== Page text

Post by Cortopassi »

stuper1 wrote: Very good point, Cortopassi.

How does the PP to 60/40 comparison look if you use the time period of 1/1/2001 to today?
Personally, I don't even really want to get caught up in the historical backtesting.  I know you have to, to some extent, but intuitively the uncorrelated assets with rebalancing should work.

But since you asked: 152%, 6.5% PP, 144%, 6.27% 60/40 split.
----------------------
And I don't think current times can be reflected by any historical period.  I am not a student of history.  But the interconnected, digital speed of light transmission of every piece of data related to markets and news is something relatively new and increasing daily.  40 years ago, I imagine a stock market puking across the globe would not have affected US markets like it does now.

HFT computers, everyone invested in the market, knowingly or not through 401ks and pensions, the pension crises, and on and on make it so I would be insane to want to prognosticate anything looking forward or put too much faith into looking backwards and expecting similar.

====

## Directive A
In the forum post, which two figures are given for the PP?
## Directive B
Reproduce the forum post word for word from "How does the" to "rebalancing should work.".

== Data entries

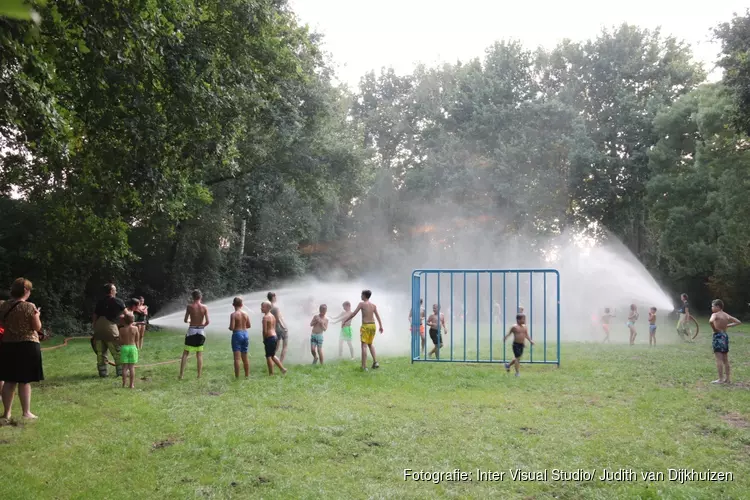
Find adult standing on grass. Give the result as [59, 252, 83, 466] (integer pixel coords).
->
[0, 278, 44, 419]
[266, 292, 289, 364]
[92, 283, 125, 377]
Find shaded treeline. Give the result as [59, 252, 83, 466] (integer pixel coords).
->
[0, 0, 750, 332]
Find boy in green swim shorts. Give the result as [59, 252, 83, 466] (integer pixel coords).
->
[310, 304, 328, 365]
[119, 311, 140, 389]
[333, 300, 354, 360]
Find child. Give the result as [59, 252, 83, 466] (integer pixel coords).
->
[648, 307, 656, 346]
[133, 297, 148, 350]
[427, 304, 448, 359]
[344, 290, 383, 371]
[310, 304, 328, 365]
[333, 300, 354, 360]
[602, 307, 615, 344]
[260, 302, 286, 376]
[119, 311, 138, 389]
[708, 299, 742, 384]
[409, 299, 425, 351]
[229, 297, 250, 378]
[503, 314, 534, 377]
[628, 304, 638, 345]
[180, 290, 209, 380]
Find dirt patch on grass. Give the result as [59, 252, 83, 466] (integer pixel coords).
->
[721, 412, 750, 429]
[151, 438, 177, 451]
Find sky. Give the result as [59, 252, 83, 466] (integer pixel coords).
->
[290, 0, 749, 88]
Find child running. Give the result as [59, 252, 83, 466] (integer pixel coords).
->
[260, 302, 286, 376]
[180, 290, 209, 380]
[628, 304, 638, 345]
[229, 297, 250, 378]
[310, 304, 328, 365]
[133, 297, 148, 350]
[119, 311, 138, 389]
[333, 300, 354, 360]
[427, 304, 448, 359]
[708, 299, 742, 384]
[344, 290, 383, 371]
[409, 299, 425, 352]
[648, 307, 656, 346]
[602, 307, 615, 344]
[503, 314, 534, 377]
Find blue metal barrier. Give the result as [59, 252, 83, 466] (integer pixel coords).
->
[411, 269, 560, 366]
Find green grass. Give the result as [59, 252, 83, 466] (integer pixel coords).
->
[0, 327, 750, 499]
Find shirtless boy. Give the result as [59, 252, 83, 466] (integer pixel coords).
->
[627, 304, 639, 345]
[344, 290, 383, 371]
[266, 292, 289, 363]
[260, 302, 286, 375]
[427, 304, 448, 359]
[708, 299, 742, 384]
[229, 297, 250, 378]
[180, 290, 209, 379]
[409, 299, 426, 351]
[648, 307, 656, 346]
[504, 314, 534, 377]
[310, 304, 328, 365]
[333, 300, 354, 360]
[602, 307, 615, 344]
[119, 311, 138, 389]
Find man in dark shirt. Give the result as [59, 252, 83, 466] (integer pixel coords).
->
[93, 283, 125, 377]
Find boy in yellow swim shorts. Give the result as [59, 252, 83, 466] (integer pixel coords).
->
[344, 290, 383, 371]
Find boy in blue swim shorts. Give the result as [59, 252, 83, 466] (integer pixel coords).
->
[229, 297, 250, 378]
[708, 299, 742, 384]
[310, 304, 328, 365]
[648, 307, 656, 346]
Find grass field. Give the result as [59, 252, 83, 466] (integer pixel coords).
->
[0, 325, 750, 499]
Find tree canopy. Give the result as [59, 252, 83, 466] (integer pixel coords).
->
[0, 4, 750, 332]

====

## Reply A
152% and 6.5%.

## Reply B
How does the PP to 60/40 comparison look if you use the time period of 1/1/2001 to today?
Personally, I don't even really want to get caught up in the historical backtesting.  I know you have to, to some extent, but intuitively the uncorrelated assets with rebalancing should work.